> Aim of the exercise
Images excluded, reproduce each line of the records exactly as it stands.

Stored data:
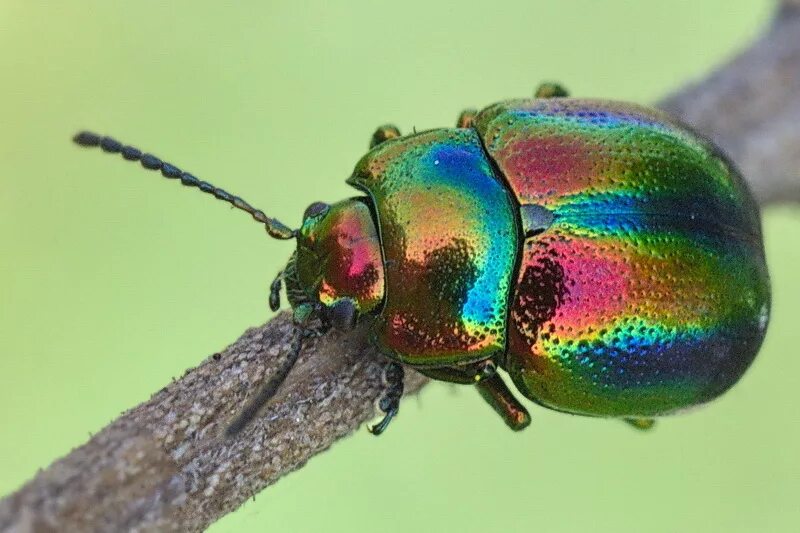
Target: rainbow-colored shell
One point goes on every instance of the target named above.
(607, 257)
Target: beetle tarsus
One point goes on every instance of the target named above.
(383, 134)
(466, 118)
(642, 424)
(550, 90)
(393, 375)
(496, 393)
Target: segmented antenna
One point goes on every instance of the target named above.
(275, 228)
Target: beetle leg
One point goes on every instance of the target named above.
(390, 402)
(550, 90)
(641, 423)
(496, 393)
(466, 118)
(275, 292)
(270, 386)
(384, 133)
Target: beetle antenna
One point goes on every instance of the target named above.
(269, 388)
(275, 228)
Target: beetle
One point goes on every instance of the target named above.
(605, 256)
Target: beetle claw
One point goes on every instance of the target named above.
(389, 403)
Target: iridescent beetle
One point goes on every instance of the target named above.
(606, 257)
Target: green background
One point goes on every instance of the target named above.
(113, 280)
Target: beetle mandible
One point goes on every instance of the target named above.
(605, 256)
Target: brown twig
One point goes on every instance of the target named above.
(164, 465)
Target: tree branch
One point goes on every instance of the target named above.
(164, 464)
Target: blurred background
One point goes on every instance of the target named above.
(113, 280)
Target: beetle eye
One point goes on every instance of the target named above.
(316, 209)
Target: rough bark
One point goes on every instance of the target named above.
(165, 466)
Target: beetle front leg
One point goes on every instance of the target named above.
(496, 393)
(393, 376)
(275, 292)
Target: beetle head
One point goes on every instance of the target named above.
(338, 266)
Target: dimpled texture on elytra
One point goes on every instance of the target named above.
(648, 291)
(448, 230)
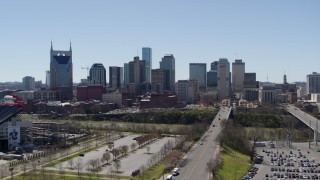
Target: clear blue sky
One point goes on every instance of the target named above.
(271, 36)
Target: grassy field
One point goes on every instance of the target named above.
(269, 134)
(54, 175)
(233, 164)
(154, 172)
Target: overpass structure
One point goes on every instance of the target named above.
(194, 164)
(307, 119)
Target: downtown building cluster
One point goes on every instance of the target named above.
(137, 83)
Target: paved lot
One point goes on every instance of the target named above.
(298, 162)
(134, 160)
(194, 164)
(128, 140)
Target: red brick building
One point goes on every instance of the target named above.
(85, 93)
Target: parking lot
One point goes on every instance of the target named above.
(134, 160)
(279, 162)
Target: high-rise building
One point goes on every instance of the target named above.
(214, 65)
(115, 77)
(187, 91)
(168, 63)
(313, 83)
(249, 80)
(28, 83)
(160, 80)
(137, 73)
(97, 75)
(147, 56)
(61, 76)
(238, 70)
(48, 78)
(198, 72)
(224, 79)
(250, 87)
(126, 74)
(212, 78)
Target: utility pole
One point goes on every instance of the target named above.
(317, 132)
(310, 135)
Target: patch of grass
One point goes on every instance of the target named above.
(65, 175)
(269, 134)
(53, 163)
(154, 172)
(233, 164)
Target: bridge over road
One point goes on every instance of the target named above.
(307, 119)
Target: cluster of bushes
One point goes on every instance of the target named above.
(269, 117)
(162, 116)
(234, 136)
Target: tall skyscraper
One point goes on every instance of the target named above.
(48, 78)
(168, 63)
(97, 75)
(212, 78)
(214, 65)
(224, 79)
(198, 72)
(313, 83)
(28, 83)
(238, 70)
(160, 77)
(147, 56)
(61, 76)
(187, 91)
(137, 73)
(250, 87)
(115, 77)
(126, 74)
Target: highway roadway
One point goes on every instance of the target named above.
(304, 117)
(194, 164)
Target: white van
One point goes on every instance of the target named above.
(175, 171)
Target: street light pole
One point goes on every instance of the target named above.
(235, 174)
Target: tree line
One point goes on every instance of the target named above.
(162, 116)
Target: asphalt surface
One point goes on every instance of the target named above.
(305, 117)
(133, 161)
(269, 170)
(194, 164)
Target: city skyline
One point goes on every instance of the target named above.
(273, 38)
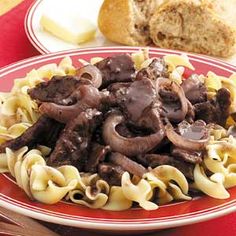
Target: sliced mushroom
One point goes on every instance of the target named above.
(91, 73)
(173, 100)
(194, 138)
(127, 164)
(128, 146)
(84, 97)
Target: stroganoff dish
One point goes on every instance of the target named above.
(119, 132)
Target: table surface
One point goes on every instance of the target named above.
(18, 47)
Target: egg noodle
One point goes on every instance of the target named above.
(160, 185)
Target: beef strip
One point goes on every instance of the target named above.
(56, 89)
(195, 91)
(97, 155)
(45, 132)
(139, 96)
(157, 68)
(73, 145)
(83, 97)
(215, 110)
(154, 160)
(110, 173)
(116, 69)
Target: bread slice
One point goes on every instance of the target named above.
(127, 21)
(201, 26)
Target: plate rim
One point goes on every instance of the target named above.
(131, 226)
(29, 28)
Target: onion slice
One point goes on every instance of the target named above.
(185, 143)
(92, 73)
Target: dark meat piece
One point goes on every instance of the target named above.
(83, 97)
(55, 90)
(116, 69)
(156, 69)
(195, 91)
(215, 110)
(138, 101)
(110, 173)
(232, 131)
(139, 96)
(73, 145)
(190, 116)
(45, 131)
(188, 156)
(116, 93)
(97, 154)
(127, 164)
(174, 104)
(154, 160)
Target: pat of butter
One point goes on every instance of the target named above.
(68, 27)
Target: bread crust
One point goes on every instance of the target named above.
(200, 26)
(115, 21)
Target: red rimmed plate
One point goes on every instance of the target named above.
(171, 215)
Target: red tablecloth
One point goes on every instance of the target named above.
(15, 46)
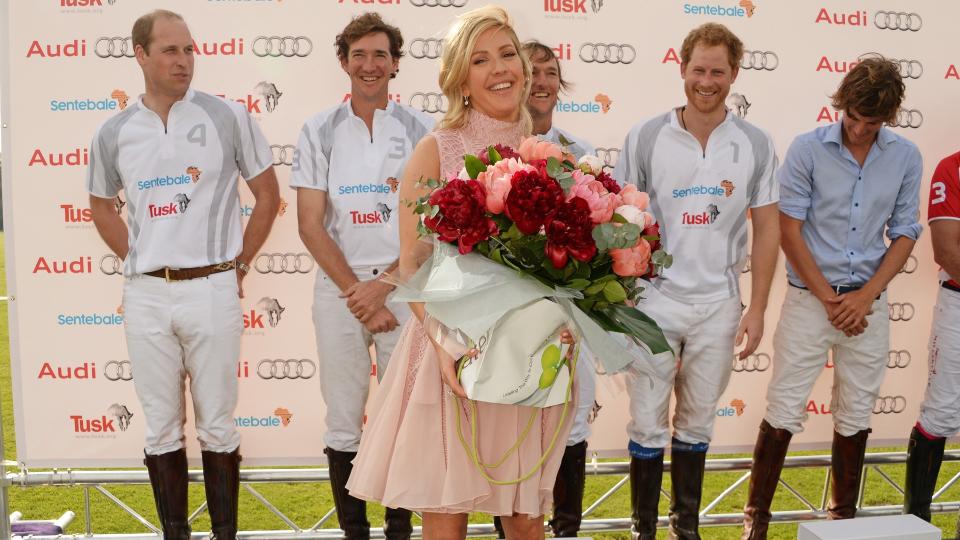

> Answer space
Target: rainbow-colored shell
One point goes on every instance of the target named above.
(607, 257)
Target: beetle tarsus
One point goes on every instance of the target named above.
(383, 134)
(466, 118)
(642, 424)
(550, 90)
(393, 375)
(496, 393)
Target: segmented antenna
One point goes on every instance of the target named above.
(275, 228)
Target: beetle leg
One point goes on every instance of the target named above.
(390, 402)
(550, 90)
(641, 423)
(496, 393)
(466, 118)
(275, 292)
(270, 386)
(384, 133)
Target: beetle antenna
One point goes on every instance of the target named above.
(269, 388)
(275, 228)
Target: beetle
One point goes on every instance of the target named above.
(605, 256)
Target: beetle claw
One point goes on every instance of the target named above.
(389, 403)
Target: iridescent beetle
One point goes on every instance of the target named above.
(606, 257)
Target: green background
One point goes on every instance of the target named above.
(113, 280)
Target: beetle mandible
One point goes on every instance of the target named above.
(605, 256)
Target: brown twig
One point goes on every instance of the target named above.
(164, 465)
Target: tree branch
One point goes on every instance of the target named above.
(164, 464)
Target: blurred background
One point goes on every instance of the target named above.
(113, 280)
Target: beetle eye
One point goes on every instance of the target named above.
(316, 209)
Target: rough bark
One point goes on every instance of the target named above.
(165, 466)
Target: beetle front leg
One point goes on every instance of the target named above.
(496, 393)
(393, 376)
(275, 292)
Target: beetle head
One point goes on every instance of the target named above.
(338, 266)
Target: dimpled texture on elytra
One point goes on every instance of the target named above.
(648, 291)
(448, 230)
Target: clear blue sky
One point goes on every instance of the target named above.
(271, 36)
Target: grassy field
One point goes on every instance of the target named above.
(269, 134)
(54, 175)
(233, 164)
(154, 172)
Target: overpass structure
One point goes on every instance of the target named above.
(194, 164)
(307, 119)
Target: downtown building cluster
One point goes on every instance of the target named above.
(137, 83)
Target: paved lot
One point goes on every instance of the target named above.
(298, 162)
(134, 160)
(194, 164)
(128, 140)
Target: red brick building
One point goes on every instance of the target named above.
(85, 93)
Target: parking lot
One point goes on every instance of the target named above.
(134, 160)
(279, 162)
Target: high-rise building
One point goes on every instance of the target named above.
(214, 65)
(115, 77)
(187, 91)
(168, 63)
(313, 83)
(249, 80)
(28, 83)
(160, 80)
(137, 73)
(97, 75)
(147, 56)
(61, 76)
(238, 70)
(48, 78)
(198, 72)
(224, 79)
(250, 87)
(126, 74)
(212, 78)
Target: utility pole
One point goes on every instance of the target named above.
(317, 132)
(310, 135)
Target: patch of grass
One point goes on every instance of the target named above.
(65, 175)
(269, 134)
(53, 163)
(154, 172)
(233, 164)
Target: bridge over road
One point goes on every instance of the target named above.
(307, 119)
Target: cluster of bushes
One point goes on every instance of the target named above.
(269, 117)
(162, 116)
(234, 136)
Target: tall skyscraper
One point goes on every instance of the target named above.
(48, 78)
(168, 63)
(97, 75)
(212, 78)
(214, 65)
(224, 79)
(198, 72)
(313, 83)
(28, 83)
(238, 70)
(160, 77)
(147, 56)
(61, 76)
(187, 91)
(137, 73)
(250, 87)
(115, 77)
(126, 74)
Target: highway roadway
One point goes on every instance of the target named above.
(304, 117)
(194, 164)
Target: white van
One point goes on every instance of the target named above.
(175, 171)
Target: street light pole
One point goes on every instance of the target named above.
(235, 174)
Target: tree line
One point goes on every instance of the target named above.
(162, 116)
Target: asphalt surface
One point goes on every instance of the target named above.
(305, 117)
(133, 161)
(269, 170)
(194, 164)
Target: city skyline
One point goes on every instance of the target named above.
(273, 38)
Target: sliced mushroom
One point goes on every instance of the target named above.
(91, 73)
(173, 100)
(194, 138)
(127, 164)
(128, 146)
(84, 97)
Target: stroganoff dish
One point goes on every instance of the target named above.
(119, 132)
Target: table surface
One point goes on every instance of the target named above.
(18, 47)
Target: egg noodle
One point goes on every instance of the target named above.
(160, 185)
Target: beef strip
One point goes on every instance of the target named above.
(56, 89)
(195, 91)
(97, 155)
(45, 132)
(139, 96)
(157, 68)
(73, 145)
(83, 97)
(215, 110)
(154, 160)
(110, 173)
(116, 69)
Target: bread slice
One point goes on every instance of the target named above.
(127, 21)
(201, 26)
Target: plate rim
One point goes on every instance of the target named above.
(131, 226)
(29, 28)
Target: onion slice
One point goes on every instance of the target named above.
(185, 143)
(92, 73)
Target: dark meat piece
One point goes on every instance of the target named above.
(83, 97)
(55, 90)
(116, 69)
(156, 69)
(195, 91)
(215, 110)
(138, 101)
(110, 173)
(232, 131)
(139, 96)
(73, 145)
(190, 116)
(45, 131)
(188, 156)
(116, 93)
(97, 154)
(127, 164)
(174, 104)
(154, 160)
Target: pat of butter
One point goes on every instance of the target named above.
(68, 27)
Target: bread crust
One point goes on every instance of the target named above.
(200, 26)
(115, 21)
Target: red rimmed plate
One point goes on every instance of the target named above.
(171, 215)
Target: red tablecloth
One point goes on every instance of the target named above.
(15, 46)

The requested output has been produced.